§ **ЗАДАНИЯ**
**a.** Определите, согласуются ли с фрагментом о моде утверждения (i) «Фигура кутюрье могла появиться только в XIX веке», (ii) «Исследований трансгрессии в моде очень много» и (iii) «Социальный статус можно получить, купив изделие с лейблом». Для каждого ответьте «да» или «нет» и приведите решающие слова фрагмента дословной цитатой.
**b.** Выпишите из фрагмента о моде без изменений отрывок от слов «Фигура кутюрье поэтому» до слов «котором значится лейбл.».

§ **ФРАГМЕНТ ДЛЯ ЧТЕНИЯ**
===

Фигура кутюрье поэтому могла возникнуть лишь в XIX веке, когда индивидуальный вкус стал основным «передним планом» для его идентификации в обществе (Гофман 2000). Высокая социальная ценность лейбла как знака индивидуального вкуса кутюрье первоначально обуславливалась социальным статусом клиентов модного дома. Впоследствии она приобретала собственный вес социального статуса, принадлежность к которому распространялась на всех носителей лейбла. Можно сказать, что лейбл представляет собой коммодификацию личных отношений, имевших место в структуре ливреи: теперь нет необходимости выслуживать социальный статус, его можно приобрести, купив изделие, на котором значится лейбл.

Потребление как новая модель поведения модного субъекта во многом способствовало освобождению от диктата Другого: когда нарушение вестиментарных норм перестает быть прерогативой лишь отдельных лиц, снимается вопрос об индивидуальном самовыражении в моде.

Теоретическое осмысление трансгрессии в моде

Исследования, посвященные изучению трансгрессии в моде, не слишком многочисленны (Craik 2005; Munns & Richards 1999; Bolton 2007). Чаще всего изучают амбивалентный характер моды, предполагающий ее рассмотрение сквозь призму противоречащих друг другу направлений.

Э. Боултвуд и Р. Джеррард в своей статье отмечают, что амбивалентность, выделяемая многими исследователями в качестве отличительного атрибута, присущего феномену моды, у тех или иных авторов принимает различную форму (Boultwood & Jerrard 2000). Так, в теории Г. Зиммеля основной оппозицией, сквозь которую он рассматривает моду, является «идентификация/дифференциация». Функция этого противопоставления как раз состоит в их согласовании. Дж. К. Флюгель, также предписывающий моде роль «примирения» противоположных тенденций, анализирует противопоставление «скромность/эротизм», а Ж. Бодрийяр, Э. Уилсон и Ф. Дэвис строят свое рассуждение, отталкиваясь от культурной амбивалентности, и рассматривают моду как ее выражение (Ibid.: 311). По мнению Ф. Дэвиса, «среди наиболее очевидных амбивалентностей, которые выражает собой мода, оказываются субъективные противоречия в отношении молодости/зрелости, мужественности/женственности, андрогинности/единичности, всеобщности/исключительности, работы/досуга, семейственности/светскости, обнажения/утаивания, разрешения/ограничения, конформизма/протеста» (Davis 1992: 18).

===

§ **ИСХОДНЫЕ ДАННЫЕ**

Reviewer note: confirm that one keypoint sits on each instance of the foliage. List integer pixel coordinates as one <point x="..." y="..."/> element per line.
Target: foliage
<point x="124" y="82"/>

===

§ **ОТВЕТЫ**
**a.**
(i) Да: «Фигура кутюрье поэтому могла возникнуть лишь в XIX веке».
(ii) Нет: «Исследования, посвященные изучению трансгрессии в моде, не слишком многочисленны».
(iii) Да: «его можно приобрести, купив изделие, на котором значится лейбл».

**b.**
Фигура кутюрье поэтому могла возникнуть лишь в XIX веке, когда индивидуальный вкус стал основным «передним планом» для его идентификации в обществе (Гофман 2000). Высокая социальная ценность лейбла как знака индивидуального вкуса кутюрье первоначально обуславливалась социальным статусом клиентов модного дома. Впоследствии она приобретала собственный вес социального статуса, принадлежность к которому распространялась на всех носителей лейбла. Можно сказать, что лейбл представляет собой коммодификацию личных отношений, имевших место в структуре ливреи: теперь нет необходимости выслуживать социальный статус, его можно приобрести, купив изделие, на котором значится лейбл.